*** Opening Extracted text ***

Input Parameter File Description

The input parameter file consists of 5 sections. These are

1. the global (simulation control) parameters,
2. the tube description,
3. npiston sets of piston parameters (numbered 0 through npiston - 1),
4. ndiaphragm sets of diaphragm parameters, and
5. nslug sets of gas-slug parameters.

Note that when several elements appear on a line, this document uses commas to delimit the elements. However, the actual parameter file uses white space as the delimiter.

When running l1d.exe, these input parameters are read first, followed by a previously generated solution (from l_prep.exe or l1d.exe). In the process of reading this previous solution, some of the parameters (such as piston status flags) are set to the solution values. This facilitates the restarting of the calculation from any previously generated solution without having to change the parameter file.

Global Parameter Block

Line 1: title_string

Title line consisting of (up to) 132 characters. With the changes to the input parameter file, this line must now start with the correct version identifier string. Currently, this string should be #L1d-3.0

Line 2: case_id, gas_index, fr_chem

The integer value for case_id is used within the program to select special-purpose code for specific simulations. This identifier will be less used now that most of the configuration information is entered via the input-parameter file.
Mostly, this value should be left as 0.
gas_index selects the thermo-chemical model (which, in turn, sets the number of species). Look in the file gas.h for a current list of the gas models and their integer indices.
fr_chem=1 turns on the finite-rate chemistry update. A value of 0 leaves it inactive and is appropriate for both ideal-gas models and equilibrium-chemistry models. Use the finite-rate chemistry update with the perfect-gas-mix (22) thermo-chemistry model.

*** Closing Extracted text ***
*** Opening Data section ***

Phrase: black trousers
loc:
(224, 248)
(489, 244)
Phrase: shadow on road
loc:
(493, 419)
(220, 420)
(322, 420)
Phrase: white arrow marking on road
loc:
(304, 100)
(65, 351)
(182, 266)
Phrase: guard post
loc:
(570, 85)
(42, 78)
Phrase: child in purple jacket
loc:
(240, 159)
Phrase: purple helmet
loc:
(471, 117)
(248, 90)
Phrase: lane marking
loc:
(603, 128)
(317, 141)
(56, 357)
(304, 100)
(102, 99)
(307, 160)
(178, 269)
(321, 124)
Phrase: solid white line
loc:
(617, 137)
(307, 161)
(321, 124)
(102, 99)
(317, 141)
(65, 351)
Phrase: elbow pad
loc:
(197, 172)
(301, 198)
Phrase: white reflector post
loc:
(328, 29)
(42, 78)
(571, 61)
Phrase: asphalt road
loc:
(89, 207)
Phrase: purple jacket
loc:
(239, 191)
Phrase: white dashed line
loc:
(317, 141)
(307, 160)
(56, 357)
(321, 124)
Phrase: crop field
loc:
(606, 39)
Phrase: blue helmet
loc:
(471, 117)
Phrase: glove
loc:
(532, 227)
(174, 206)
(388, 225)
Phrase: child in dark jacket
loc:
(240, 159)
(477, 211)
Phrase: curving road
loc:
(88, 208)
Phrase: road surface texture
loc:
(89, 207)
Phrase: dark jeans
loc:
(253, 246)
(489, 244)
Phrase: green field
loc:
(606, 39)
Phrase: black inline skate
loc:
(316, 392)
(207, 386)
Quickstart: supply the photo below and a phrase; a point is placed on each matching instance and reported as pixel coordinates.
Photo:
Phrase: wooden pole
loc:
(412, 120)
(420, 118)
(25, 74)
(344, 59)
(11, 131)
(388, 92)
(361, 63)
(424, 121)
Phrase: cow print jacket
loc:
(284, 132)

*** Closing Data section ***

*What you need to do*:
1. Summarize the input parameter file description in three sentences.
2. Resume the input parameter file description and continue it after its final sentence.

*Numbered answers*:
1. The input parameter file has five sections: the global simulation-control parameters, the tube description, and sets of piston, diaphragm, and gas-slug parameters. When l1d.exe runs, it reads these parameters and then a previously generated solution, which sets some parameters, such as piston status flags, so a calculation can restart without changes to the file. The global block opens with a title line that must start with the version string #L1d-3.0, followed by a line that gives case_id, gas_index, and fr_chem.

2.
Line 3: nslug, npiston, ndiaphragm

nslug is the number of gas slugs (>= 1). It may be convenient to divide one length of gas in the physical system into a number of slugs for the simulation.
npiston is the number of pistons/projectiles (>= 0)
ndiaphragm is the number of diaphragms (>= 0)

Line 4: max_time, max_step

max_time is the simulation time (in seconds) at which integration will stop
max_step is the maximum number of time steps allowed before stopping time integration

Line 5: dt_init, CFL

dt_init is the initial simulation time step (in seconds). The initial time step should be selected to ensure that the maximum CFL number computed in the first time step should be less than 0.5. This may involve some trial and error process.
CFL is the desired CFL number (should be <= 0.5)

Line 6: Xorder, Torder, k

Xorder = 1: use cell averages without high-order reconstruction. Use this only if the second-order calculation is showing problems.
Xorder = 2: use limited reconstruction (nominally second order). This should be the standard setting.
Torder = 1: Euler time-stepping. This is generally cheap and nasty.
Torder = 2: predictor-corrector time-stepping (nominally second order. This should be the better (standard) setting. It is, however, twice as cpu intensive as Euler time-stepping.
k is the thermal-damping coefficient. If the temperature glitches at contact surfaces are a big worry, try a non-zero value. A value of 0.01 seems to improve the extremes of the glitch for the Sod shock tube case. There is, however, a price to pay as the misplaced energy is moved into near-by cells. Also, large values of k can destabilize the time stepping scheme.

Line 7: n_dt_plot

n_dt_plot is the number of sets of time increments for plotting and history files.

Line 7.1 through 7.n_dt_plot: t_change, dt_plot, dt_his

t_change is the time at which these time intervals take effect. By default, the first set is used.
dt_plot is the simulation time interval between recorded solutions. An entire solution is appended to the output file.
dt_his is the simulation time interval between recorded data at specified locations / cells. Data for particular cells and x-locations are appended to the appropriate history files. These changes in time increments can be used to advantage when trying to get adequate resolution in (x,t)-diagrams without having to accumulate large numbers of samples prior to the interesting period. See the sptime postprocessing program.

Line 8: hnloc

hnloc is the number of x-locations at which the flow history is recorded.

Line 8.1 through 8.hnloc: hxloc[i]

hxloc[i] is the i-th x-location. These locations should be chosen so that they always fall within a gas slug. If, during the output process a location lies outside all gas slugs, dummy values are written to the history file. Also, take care to put them in constant-area regions of the tube definition. If they are placed in area transitions, the interpolated data is likely to be unreliable.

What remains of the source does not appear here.